**Prompt:**
Turn every line of the listing below into a JSON list of strings, one string per line, leaving out blank lines and the pictures.

**Input:**
------------

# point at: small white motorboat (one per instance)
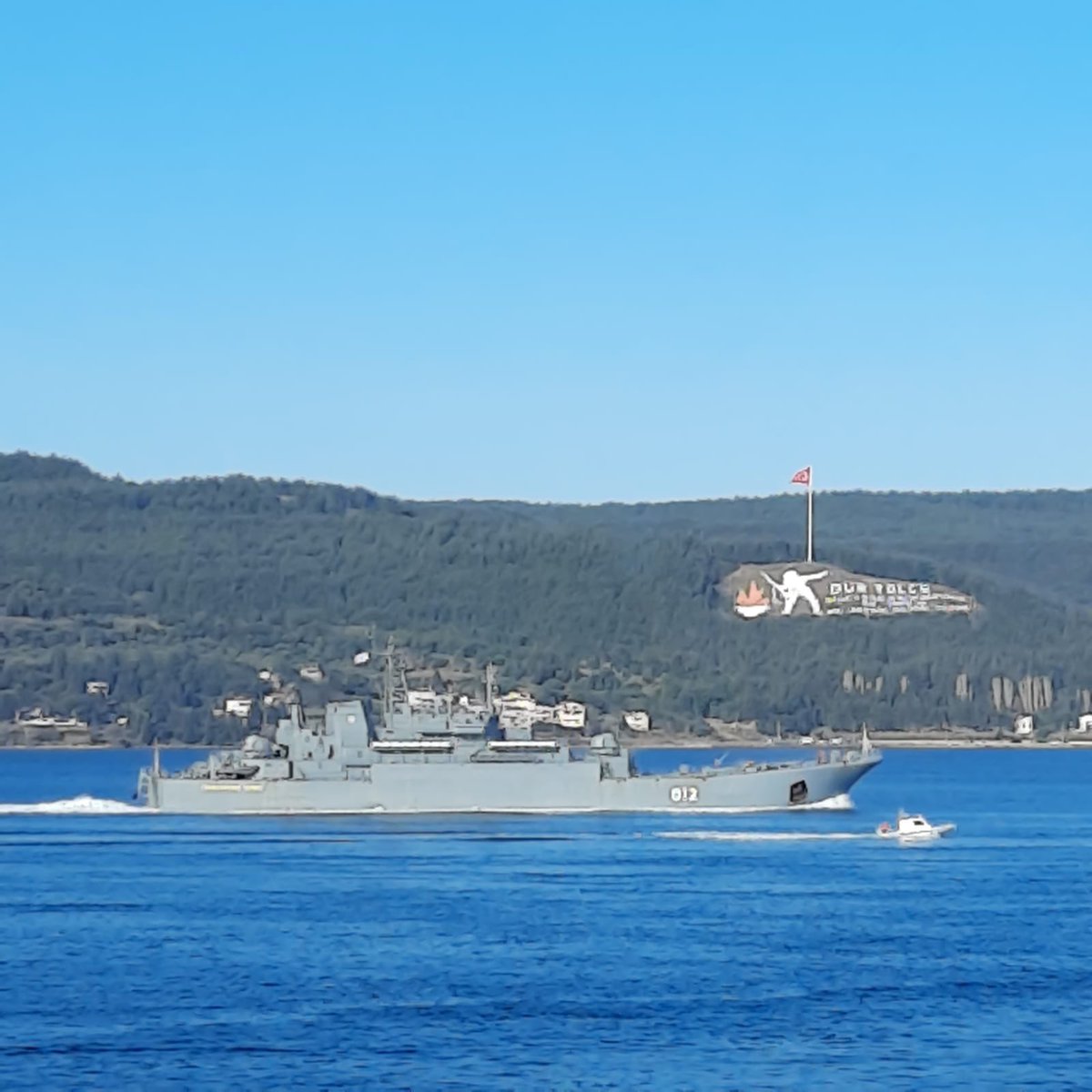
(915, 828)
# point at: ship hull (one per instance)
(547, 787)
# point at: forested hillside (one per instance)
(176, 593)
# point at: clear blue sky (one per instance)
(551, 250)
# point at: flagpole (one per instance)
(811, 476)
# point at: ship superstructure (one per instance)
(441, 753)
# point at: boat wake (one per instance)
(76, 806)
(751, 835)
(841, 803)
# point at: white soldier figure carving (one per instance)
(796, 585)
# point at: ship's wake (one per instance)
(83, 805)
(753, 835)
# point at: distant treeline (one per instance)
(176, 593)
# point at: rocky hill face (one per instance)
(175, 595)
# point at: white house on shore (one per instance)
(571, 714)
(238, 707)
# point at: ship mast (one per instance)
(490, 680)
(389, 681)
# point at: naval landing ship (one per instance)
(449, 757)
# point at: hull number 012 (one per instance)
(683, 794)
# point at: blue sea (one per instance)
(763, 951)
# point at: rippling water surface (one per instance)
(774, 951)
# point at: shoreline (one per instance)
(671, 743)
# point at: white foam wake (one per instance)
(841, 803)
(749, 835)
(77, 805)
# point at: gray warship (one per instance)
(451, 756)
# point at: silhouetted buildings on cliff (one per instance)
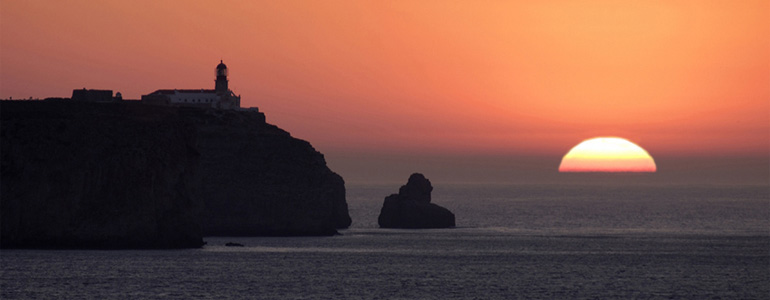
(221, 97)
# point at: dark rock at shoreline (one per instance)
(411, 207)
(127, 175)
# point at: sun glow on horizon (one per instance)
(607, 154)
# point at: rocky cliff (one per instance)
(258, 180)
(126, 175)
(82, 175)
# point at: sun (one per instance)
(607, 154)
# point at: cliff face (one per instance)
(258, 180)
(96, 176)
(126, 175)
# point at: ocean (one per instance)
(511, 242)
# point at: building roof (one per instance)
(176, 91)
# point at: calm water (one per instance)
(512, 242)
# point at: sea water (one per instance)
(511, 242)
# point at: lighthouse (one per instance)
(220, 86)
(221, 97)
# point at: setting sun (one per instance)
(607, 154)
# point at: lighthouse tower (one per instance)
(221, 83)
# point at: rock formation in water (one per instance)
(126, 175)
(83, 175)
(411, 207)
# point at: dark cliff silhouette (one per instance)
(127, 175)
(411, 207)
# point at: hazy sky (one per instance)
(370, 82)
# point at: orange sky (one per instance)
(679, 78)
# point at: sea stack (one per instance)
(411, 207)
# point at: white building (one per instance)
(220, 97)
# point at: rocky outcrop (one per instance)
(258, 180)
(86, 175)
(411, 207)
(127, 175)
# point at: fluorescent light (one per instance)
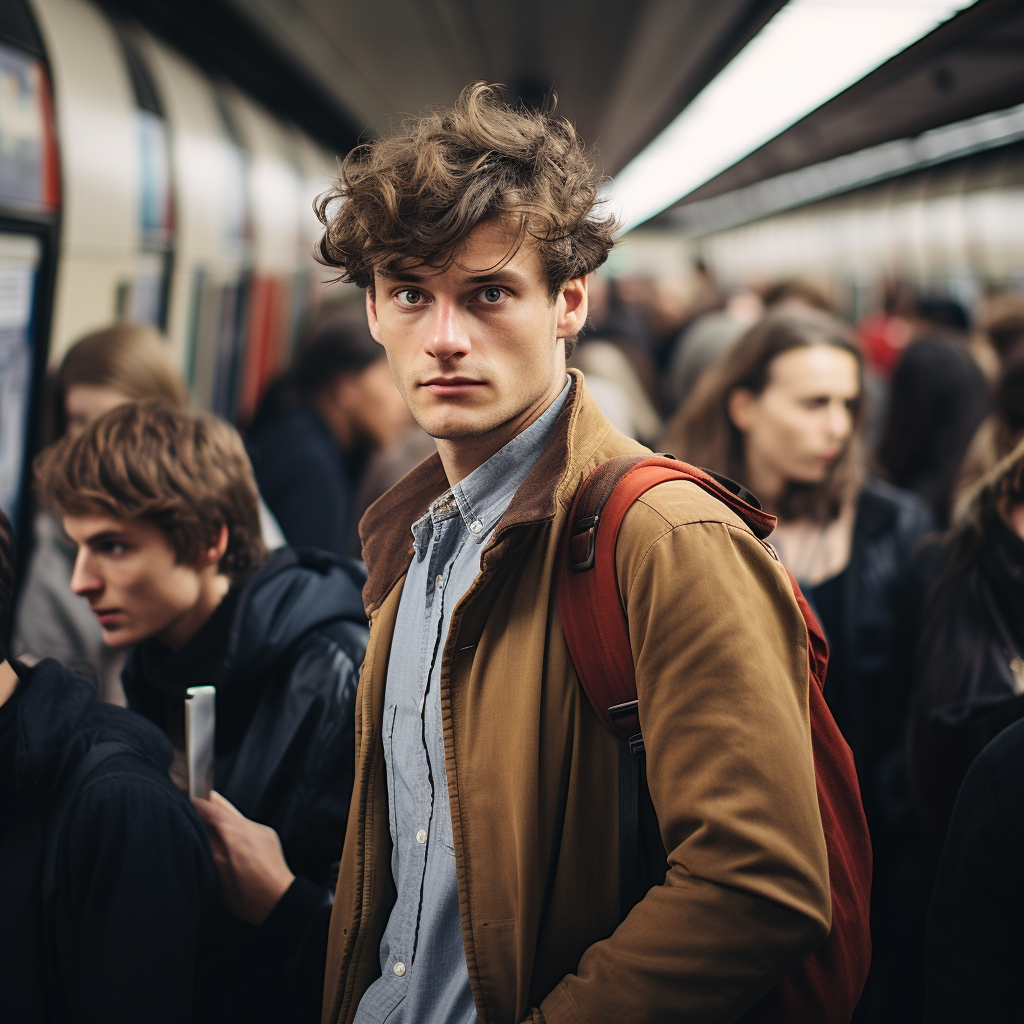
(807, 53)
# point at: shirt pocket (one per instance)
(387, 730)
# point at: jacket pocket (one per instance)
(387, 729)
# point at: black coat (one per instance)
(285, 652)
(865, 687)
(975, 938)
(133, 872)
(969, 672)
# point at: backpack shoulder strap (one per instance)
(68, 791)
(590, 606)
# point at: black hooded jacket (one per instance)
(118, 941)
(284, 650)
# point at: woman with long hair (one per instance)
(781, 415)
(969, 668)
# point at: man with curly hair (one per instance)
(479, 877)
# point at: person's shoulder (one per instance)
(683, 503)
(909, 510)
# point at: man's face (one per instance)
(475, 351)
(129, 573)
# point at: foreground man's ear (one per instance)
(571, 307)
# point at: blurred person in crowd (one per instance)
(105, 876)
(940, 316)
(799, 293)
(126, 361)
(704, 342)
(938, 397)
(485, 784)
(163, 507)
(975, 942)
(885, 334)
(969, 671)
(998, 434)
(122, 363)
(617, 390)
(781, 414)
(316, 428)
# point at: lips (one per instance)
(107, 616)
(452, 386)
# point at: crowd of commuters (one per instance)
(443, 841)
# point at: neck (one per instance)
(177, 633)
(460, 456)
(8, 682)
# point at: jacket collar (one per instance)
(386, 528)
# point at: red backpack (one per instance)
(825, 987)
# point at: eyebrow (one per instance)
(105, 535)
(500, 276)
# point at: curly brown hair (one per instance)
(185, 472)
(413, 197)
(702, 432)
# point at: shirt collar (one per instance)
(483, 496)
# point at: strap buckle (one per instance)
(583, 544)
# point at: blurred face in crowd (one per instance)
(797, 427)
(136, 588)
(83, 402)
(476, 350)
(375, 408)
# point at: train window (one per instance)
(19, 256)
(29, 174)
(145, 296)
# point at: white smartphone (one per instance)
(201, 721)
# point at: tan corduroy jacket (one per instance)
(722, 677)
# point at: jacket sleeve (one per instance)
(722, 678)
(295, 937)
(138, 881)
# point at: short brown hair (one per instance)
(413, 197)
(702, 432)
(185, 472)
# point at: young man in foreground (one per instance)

------------

**Exercise response:**
[
  "# point at: small white motorboat (one per instance)",
  "(915, 828)",
  "# point at: ship hull (one per instance)",
  "(547, 787)",
  "# point at: forested hillside (one per instance)",
  "(176, 593)",
  "# point at: clear blue sky (one per instance)",
  "(551, 250)",
  "# point at: flagpole (one per instance)",
  "(811, 476)",
  "# point at: ship superstructure (one per instance)",
  "(441, 753)",
  "# point at: boat wake (one per instance)",
  "(76, 806)",
  "(751, 835)",
  "(841, 803)",
  "# point at: white soldier figure carving (one per instance)",
  "(796, 585)",
  "# point at: ship's wake (one per instance)",
  "(83, 805)",
  "(753, 835)",
  "# point at: distant treeline (one per instance)",
  "(176, 593)",
  "# point at: rocky hill face (one per instance)",
  "(175, 595)",
  "# point at: white house on shore (one per instance)",
  "(571, 714)",
  "(238, 707)",
  "# point at: ship mast (one per instance)",
  "(490, 680)",
  "(389, 681)",
  "# point at: naval landing ship (one per instance)",
  "(449, 757)",
  "# point at: hull number 012 (one per instance)",
  "(683, 794)",
  "# point at: blue sea (one per instance)",
  "(763, 951)",
  "# point at: rippling water surface (one per instance)",
  "(774, 951)",
  "# point at: shoreline (one per instance)",
  "(671, 743)",
  "# point at: white foam wake (one per instance)",
  "(841, 803)",
  "(749, 835)",
  "(77, 805)",
  "# point at: gray warship (one per instance)",
  "(451, 756)",
  "# point at: silhouetted buildings on cliff (one per instance)",
  "(221, 97)",
  "# point at: dark rock at shoreline (one per instance)",
  "(411, 207)",
  "(127, 175)",
  "# point at: sun glow on horizon (one per instance)",
  "(607, 154)",
  "# point at: rocky cliff (one per instance)",
  "(258, 180)",
  "(126, 175)",
  "(82, 175)",
  "# point at: sun (one per instance)",
  "(607, 154)",
  "# point at: cliff face (one per instance)",
  "(258, 180)",
  "(96, 176)",
  "(126, 175)",
  "# point at: ocean (one per instance)",
  "(511, 242)",
  "# point at: building roof (one per instance)",
  "(176, 91)",
  "# point at: calm water (one per instance)",
  "(512, 242)",
  "# point at: sea water (one per instance)",
  "(511, 242)",
  "# point at: lighthouse (one per instance)",
  "(220, 86)",
  "(221, 97)",
  "# point at: setting sun (one per instance)",
  "(607, 154)",
  "# point at: lighthouse tower (one per instance)",
  "(221, 83)",
  "# point at: rock formation in water (one per instance)",
  "(126, 175)",
  "(83, 175)",
  "(411, 207)",
  "# point at: dark cliff silhouette (one per instance)",
  "(127, 175)",
  "(411, 207)",
  "# point at: hazy sky (one per instance)",
  "(370, 82)",
  "# point at: orange sky (one per instance)",
  "(679, 78)",
  "# point at: sea stack (one per instance)",
  "(411, 207)",
  "# point at: white building (one per instance)",
  "(220, 97)",
  "# point at: rocky outcrop (one per instance)",
  "(258, 180)",
  "(86, 175)",
  "(411, 207)",
  "(127, 175)",
  "# point at: fluorescent light (one per instance)",
  "(807, 53)",
  "# point at: shirt pocket (one per instance)",
  "(387, 730)",
  "# point at: jacket pocket (one per instance)",
  "(387, 729)",
  "# point at: black coat (one per instance)",
  "(285, 652)",
  "(865, 687)",
  "(975, 938)",
  "(133, 872)",
  "(969, 672)",
  "# point at: backpack shoulder strap (one per instance)",
  "(68, 791)",
  "(590, 606)",
  "# point at: black hooded jacket (one per instance)",
  "(118, 941)",
  "(284, 650)",
  "# point at: woman with long hair (one per instance)",
  "(781, 415)",
  "(969, 668)",
  "# point at: man with curly hair (one per instance)",
  "(479, 877)",
  "# point at: person's shoulder (one per instance)",
  "(683, 503)",
  "(909, 510)",
  "# point at: man's face (one per instance)",
  "(475, 351)",
  "(129, 573)",
  "# point at: foreground man's ear (one per instance)",
  "(571, 307)",
  "# point at: blurred person in crowd (one per instance)",
  "(105, 876)",
  "(940, 316)",
  "(799, 293)",
  "(126, 361)",
  "(704, 342)",
  "(938, 397)",
  "(485, 784)",
  "(163, 507)",
  "(975, 942)",
  "(885, 334)",
  "(969, 671)",
  "(998, 434)",
  "(122, 363)",
  "(617, 390)",
  "(781, 414)",
  "(316, 428)",
  "# point at: lips (one per instance)",
  "(107, 616)",
  "(452, 386)",
  "# point at: crowd of commuters (one per instance)",
  "(443, 841)",
  "# point at: neck (one per instance)",
  "(177, 633)",
  "(460, 456)",
  "(8, 682)",
  "# point at: jacket collar (one per instance)",
  "(386, 528)",
  "# point at: red backpack (one per instance)",
  "(825, 987)",
  "# point at: eyebrow (one per instance)",
  "(105, 535)",
  "(500, 276)",
  "# point at: curly brown hair (one per instance)",
  "(185, 472)",
  "(413, 197)",
  "(702, 432)",
  "# point at: shirt collar (one per instance)",
  "(483, 496)",
  "# point at: strap buckle (one per instance)",
  "(583, 544)",
  "# point at: blurred face in crowd (one per instance)",
  "(797, 427)",
  "(136, 588)",
  "(83, 402)",
  "(476, 350)",
  "(375, 408)",
  "# point at: train window (one per instance)",
  "(19, 256)",
  "(29, 174)",
  "(145, 296)",
  "# point at: white smartphone (one per instance)",
  "(201, 721)",
  "# point at: tan corduroy jacket (one per instance)",
  "(722, 677)",
  "# point at: jacket sleeve (one per instance)",
  "(722, 678)",
  "(295, 937)",
  "(138, 881)",
  "# point at: short brown hair (one per instance)",
  "(413, 197)",
  "(702, 432)",
  "(185, 472)",
  "# point at: young man in foreground (one per instance)"
]